やること
#1 本文抜粋の「朝日新聞と読売新聞の報じ方が全く違う。」から「これからさらに議論を深めていくの?」まで(両端を含む)を、「読売新聞」を「毎日新聞」に置き換えて書き直すこと。
#2 本文抜粋のなかで「?」で終わる文をすべて挙げること。
#3 天皇の退位をめぐる報道を論じた本文抜粋を、最後の文のあとから書き継ぐこと。

本文抜粋
______________________________
朝日新聞と読売新聞の報じ方が全く違う。
昨日行われた有識者会議について、朝日新聞では、
「特例法を軸に今の天皇陛下に限って退位を可能とするよう
政府に求める方針を固めた」と報じている。
一方の読売新聞では
「退位 条件付き容認論」という見出しで、
退位について容認と反対のコメントをそれぞれ紹介し、
こう結んでいる。
御厨貴・座長代理は会合後の記者会見で
「それぞれの意見のメリット、デメリットを洗い出し、
議論を深めていく」と強調した
え。
方針を固めたの?
これからさらに議論を深めていくの?
どっちなの?
もし朝日のいうように、「特例法を軸に」という方針が
決まっているなら、読売は見出しにそのニュアンスをちょっと
入れただけで、結局はなーーんにも報じていないことになる。
あとの記事の内容は、ヒアリングの結果をそれぞれ確認し合ったことしか
述べていない。
ついでに、先日紹介したコラムの続きである
「揺れる退位(2)」も掲載されていた。
「象徴としての公的行為をどこまで削減できるか」が
論点となっていて、ヒアリングの結果をつらつら紹介するだけ。
もーーーいいよ!
議論が錯綜するなら、原点に戻ってほしいよ。
陛下はこうおっしゃっています。
「天皇の高齢化に伴う対処の仕方が、国事行為や、
その象徴としての行為を限りなく縮小していくことには
無理があろうと思われます」
つまり象徴として自ら重要だと思われることを
陛下はその信念にしたがって続けてこられたわけで、
高森先生の言葉を借りれば、それは
「陛下の強烈な主体性と厳粛な使命感、責任感」なのだ。
それを必要ないとか何とかいうやつは、我が身の傲慢さを思い知れ!
______________________________
行の一覧
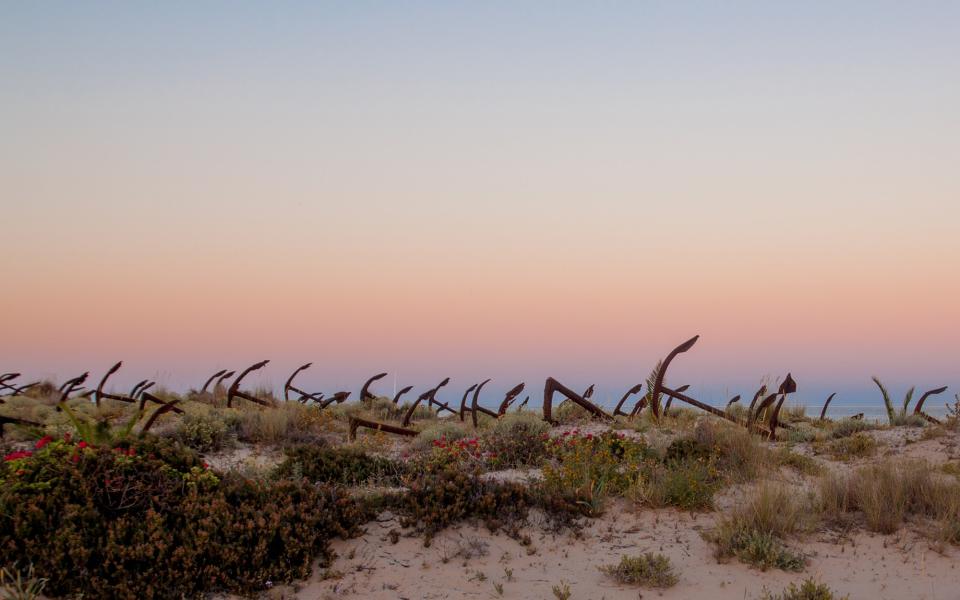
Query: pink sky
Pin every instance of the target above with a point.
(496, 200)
______________________________
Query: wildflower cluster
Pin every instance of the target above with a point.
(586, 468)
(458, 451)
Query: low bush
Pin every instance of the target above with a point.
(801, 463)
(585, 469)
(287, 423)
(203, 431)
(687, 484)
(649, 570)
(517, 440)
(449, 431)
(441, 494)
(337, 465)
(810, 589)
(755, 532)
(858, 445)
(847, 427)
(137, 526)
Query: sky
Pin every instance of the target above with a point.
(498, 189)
______________________________
解答
#1
朝日新聞と毎日新聞の報じ方が全く違う。
昨日行われた有識者会議について、朝日新聞では、
「特例法を軸に今の天皇陛下に限って退位を可能とするよう
政府に求める方針を固めた」と報じている。
一方の毎日新聞では
「退位 条件付き容認論」という見出しで、
退位について容認と反対のコメントをそれぞれ紹介し、
こう結んでいる。
御厨貴・座長代理は会合後の記者会見で
「それぞれの意見のメリット、デメリットを洗い出し、
議論を深めていく」と強調した
え。
方針を固めたの?
これからさらに議論を深めていくの?

#2
方針を固めたの?
これからさらに議論を深めていくの?
どっちなの?

#3
読売新聞のこのお茶を濁したような記事は、
生前退位をめぐる問題について何もわかっていないか、
あるいはわかっていて、ある特定の層の反発をそらすために
本当のことを書かないか、どちらかだ。
どちらにしても悪質。
一方、朝日新聞では、こう報じている。
退位を恒久的な制度とするため皇室典範の本格的な改正に手をつければ、
論点が女性宮家の創設や女性・女系天皇の問題にも波及しかねず、
法整備に数年を要する可能性がある。
天皇陛下が82歳と高齢であることも踏まえ、有識者会議は
今の天皇に限る特例法が望ましいと判断した。
まったく本末転倒、
「象徴天皇の務めが常に途切れることなく、
安定的に続いていくことをひとえに念じ」ている陛下の思いを、
陛下の年齢を理由に無視しようというのだから、
どういう思考回路、精神構造をしているのか。
結局、御厨氏は当初述べていた「特別法で対処するしかない」という
考えを変えていない。
いや、安倍政権はそういう人物だから座長代理で
実質的な指揮をとらせたのだろう。
「結論ありき」の茶番。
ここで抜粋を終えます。